_To do:_ Word for word, give the entries back.
(Beginning of Extracted information)
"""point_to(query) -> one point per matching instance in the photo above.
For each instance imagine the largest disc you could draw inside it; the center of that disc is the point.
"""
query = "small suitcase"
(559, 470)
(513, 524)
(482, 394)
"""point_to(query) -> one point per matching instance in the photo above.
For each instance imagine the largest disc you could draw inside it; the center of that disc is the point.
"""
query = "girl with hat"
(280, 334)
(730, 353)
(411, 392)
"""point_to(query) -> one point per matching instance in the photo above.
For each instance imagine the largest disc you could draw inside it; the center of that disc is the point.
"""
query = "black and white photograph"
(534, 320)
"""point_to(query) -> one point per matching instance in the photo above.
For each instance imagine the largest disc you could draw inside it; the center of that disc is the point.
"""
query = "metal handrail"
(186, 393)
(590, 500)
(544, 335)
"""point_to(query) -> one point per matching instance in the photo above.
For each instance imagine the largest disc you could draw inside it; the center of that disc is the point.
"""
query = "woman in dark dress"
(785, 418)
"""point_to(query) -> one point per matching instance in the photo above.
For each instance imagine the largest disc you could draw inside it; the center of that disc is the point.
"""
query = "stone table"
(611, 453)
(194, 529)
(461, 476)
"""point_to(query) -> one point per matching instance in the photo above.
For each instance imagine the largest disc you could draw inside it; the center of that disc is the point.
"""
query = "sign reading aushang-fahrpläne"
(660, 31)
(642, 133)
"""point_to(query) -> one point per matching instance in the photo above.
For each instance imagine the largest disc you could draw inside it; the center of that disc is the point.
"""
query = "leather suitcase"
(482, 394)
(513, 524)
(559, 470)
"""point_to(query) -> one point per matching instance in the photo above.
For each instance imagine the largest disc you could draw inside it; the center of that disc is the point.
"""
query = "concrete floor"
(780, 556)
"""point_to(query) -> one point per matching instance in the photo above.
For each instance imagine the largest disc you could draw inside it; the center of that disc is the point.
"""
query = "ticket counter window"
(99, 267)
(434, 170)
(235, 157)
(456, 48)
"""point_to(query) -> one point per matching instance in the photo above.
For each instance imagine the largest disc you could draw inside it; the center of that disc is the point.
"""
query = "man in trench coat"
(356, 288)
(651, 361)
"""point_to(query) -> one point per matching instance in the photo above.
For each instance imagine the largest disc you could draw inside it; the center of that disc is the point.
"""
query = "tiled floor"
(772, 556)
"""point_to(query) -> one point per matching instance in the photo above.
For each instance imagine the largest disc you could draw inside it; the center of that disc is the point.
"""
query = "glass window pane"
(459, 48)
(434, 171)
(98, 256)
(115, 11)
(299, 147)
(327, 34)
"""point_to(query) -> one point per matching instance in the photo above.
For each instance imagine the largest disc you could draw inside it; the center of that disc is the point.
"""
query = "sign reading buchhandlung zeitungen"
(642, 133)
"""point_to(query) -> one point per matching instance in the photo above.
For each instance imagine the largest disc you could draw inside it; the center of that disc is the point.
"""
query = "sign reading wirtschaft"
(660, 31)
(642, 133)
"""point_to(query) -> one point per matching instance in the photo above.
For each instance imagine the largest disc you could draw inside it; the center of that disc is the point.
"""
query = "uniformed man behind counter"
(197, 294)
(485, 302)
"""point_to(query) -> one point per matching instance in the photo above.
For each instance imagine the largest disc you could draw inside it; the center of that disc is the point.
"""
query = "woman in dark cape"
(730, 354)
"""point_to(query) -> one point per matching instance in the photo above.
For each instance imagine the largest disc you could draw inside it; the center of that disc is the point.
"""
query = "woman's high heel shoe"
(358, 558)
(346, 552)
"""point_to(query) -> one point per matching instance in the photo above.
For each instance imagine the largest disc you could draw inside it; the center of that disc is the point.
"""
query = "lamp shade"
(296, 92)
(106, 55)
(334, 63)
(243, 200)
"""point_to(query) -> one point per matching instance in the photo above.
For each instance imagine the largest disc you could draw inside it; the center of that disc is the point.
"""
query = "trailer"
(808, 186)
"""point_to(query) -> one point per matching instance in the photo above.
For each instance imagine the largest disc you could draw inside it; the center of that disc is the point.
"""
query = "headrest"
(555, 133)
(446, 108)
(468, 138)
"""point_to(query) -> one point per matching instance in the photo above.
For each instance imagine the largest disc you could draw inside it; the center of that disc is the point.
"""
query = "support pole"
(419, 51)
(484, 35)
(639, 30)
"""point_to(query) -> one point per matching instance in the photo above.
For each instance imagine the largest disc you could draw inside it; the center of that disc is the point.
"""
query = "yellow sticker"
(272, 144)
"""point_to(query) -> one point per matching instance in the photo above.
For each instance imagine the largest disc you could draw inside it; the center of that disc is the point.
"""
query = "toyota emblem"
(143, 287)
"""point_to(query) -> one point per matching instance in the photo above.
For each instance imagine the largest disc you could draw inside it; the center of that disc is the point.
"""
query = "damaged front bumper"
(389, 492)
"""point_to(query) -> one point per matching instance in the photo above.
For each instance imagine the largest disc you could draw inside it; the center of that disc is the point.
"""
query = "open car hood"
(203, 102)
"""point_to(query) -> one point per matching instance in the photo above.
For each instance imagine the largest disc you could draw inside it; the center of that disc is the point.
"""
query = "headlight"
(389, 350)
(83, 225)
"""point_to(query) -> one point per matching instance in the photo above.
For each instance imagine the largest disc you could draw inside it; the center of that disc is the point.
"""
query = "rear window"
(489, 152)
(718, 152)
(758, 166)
(End of Extracted information)
_Answer:_
"""point_to(query) -> one point per matching instance in the photo above.
For each instance imagine the largest disc you could draw inside it; the center of that disc is the point.
"""
query = "small suitcase"
(559, 470)
(513, 524)
(482, 394)
"""point_to(query) -> one point per matching instance in the photo above.
For each instance imagine the largest disc you could draw inside it; the center of that disc is the point.
"""
query = "girl with hat"
(280, 334)
(730, 353)
(411, 392)
"""point_to(query) -> one point per matching instance in the photo above.
For each instance imagine the largest disc you could draw inside it; the center of that disc is the point.
"""
query = "black and white photograph"
(534, 320)
"""point_to(query) -> one point per matching instance in the photo above.
For each instance imagine the largest disc you could draw inside it; the center of that disc is the point.
"""
query = "metal handrail"
(186, 393)
(590, 500)
(544, 335)
"""point_to(query) -> one point per matching instance in the photo above.
For each instance imagine the largest disc you could draw inside it; the center of that disc is the point.
"""
query = "woman in dark dress"
(785, 418)
"""point_to(query) -> one point per matching instance in the photo above.
For each instance imagine the largest disc you could draw inside it; the center of that disc is the point.
"""
query = "stone table"
(611, 453)
(194, 529)
(461, 476)
"""point_to(query) -> one point per matching instance in the photo above.
For each instance imagine the largest disc you could draw inside it; the center of that disc is the point.
"""
query = "sign reading aushang-fahrpläne"
(660, 31)
(642, 133)
"""point_to(query) -> one point per matching instance in the photo above.
For each instance imagine the largest disc you could draw inside it; the center of that disc is the point.
"""
query = "leather suitcase"
(482, 394)
(513, 524)
(559, 470)
"""point_to(query) -> one point per matching instance in the photo above.
For each instance imagine the largest disc you could draw inside it; the center of that disc is the point.
"""
query = "concrete floor"
(780, 556)
"""point_to(query) -> one point per matching instance in the photo above.
For each instance imagine the largest disc you could draw inside it; the center of that disc is the point.
"""
query = "ticket counter window"
(99, 267)
(434, 170)
(235, 157)
(456, 48)
"""point_to(query) -> one point per matching instance in the photo above.
For each instance imagine the largest disc you could draw inside it; the center of that disc is the point.
"""
query = "man in trench coat"
(356, 288)
(651, 361)
"""point_to(query) -> one point per matching instance in the photo above.
For each instance imagine the largest disc you could draw inside it; the center of that disc is the point.
"""
query = "tiled floor"
(772, 556)
"""point_to(query) -> one point per matching instance in the photo above.
For each instance imagine the largest disc you could draw inside it; the center of that disc is the point.
"""
query = "glass window pane"
(459, 48)
(434, 171)
(98, 256)
(115, 11)
(299, 147)
(327, 34)
"""point_to(query) -> one point per matching instance in the photo above.
For each instance imagine the largest disc you could draw inside it; the center of that disc is the point.
"""
query = "sign reading buchhandlung zeitungen"
(642, 133)
"""point_to(query) -> one point per matching instance in the photo above.
For each instance imagine the largest disc you could draw inside it; the center of that disc is the point.
"""
query = "sign reading wirtschaft"
(660, 31)
(642, 133)
"""point_to(query) -> one point per matching instance in the photo above.
For each instance imagine the largest disc you could draw inside it; the center of that disc is the point.
"""
query = "uniformed man behind counter"
(197, 294)
(485, 302)
"""point_to(query) -> one point per matching instance in the photo above.
For each instance imagine the largest disc you could draw inside it; the center of that disc is the point.
"""
query = "woman in dark cape"
(730, 354)
"""point_to(query) -> one point per matching instance in the photo above.
For each instance imagine the largest disc you could draw inside it; the center of that disc is the point.
"""
query = "woman's high heel shoe"
(358, 558)
(346, 552)
"""point_to(query) -> one point per matching instance in the photo above.
For each instance imagine the largest disc you could draw inside it; the center of that disc is the point.
"""
query = "lamp shade"
(296, 92)
(106, 55)
(334, 63)
(243, 200)
"""point_to(query) -> one point per matching instance in the photo above.
For each instance imagine the largest disc you could draw inside it; the center of that disc is the point.
"""
query = "trailer"
(808, 186)
"""point_to(query) -> one point per matching instance in the photo above.
For each instance imagine the largest disc you could draw inside it; the center of that disc is the point.
"""
query = "headrest"
(555, 133)
(446, 108)
(468, 138)
"""point_to(query) -> one point per matching instance in the photo above.
For each instance imagine the largest disc you could draw inside it; the center of that disc is the point.
"""
query = "support pole"
(419, 51)
(484, 35)
(639, 30)
"""point_to(query) -> one point per matching instance in the photo above.
For each instance imagine the largest disc you could draw inside it; the center of that disc is the point.
"""
query = "yellow sticker"
(272, 144)
"""point_to(query) -> one point per matching instance in the photo above.
For each instance imagine the largest disc you could draw inside it; the center of that disc is the point.
"""
query = "toyota emblem"
(143, 287)
"""point_to(query) -> one point per matching instance in the photo above.
For each instance imagine the largest disc you could draw inside it; the center of that disc is the point.
"""
query = "damaged front bumper"
(389, 492)
"""point_to(query) -> one point per matching instance in the photo above.
For each instance imagine the largest disc you could draw inside it; the center of that disc is the point.
"""
query = "open car hood"
(203, 102)
"""point_to(query) -> one point per matching instance in the photo above.
For each instance imagine the largest disc you could draw inside it; the center of that disc is the point.
"""
query = "headlight"
(389, 350)
(83, 225)
"""point_to(query) -> one point per matching instance in the photo above.
For each instance imagine the largest disc you could draw inside it; the center of that disc is the point.
"""
query = "rear window"
(489, 152)
(718, 152)
(758, 166)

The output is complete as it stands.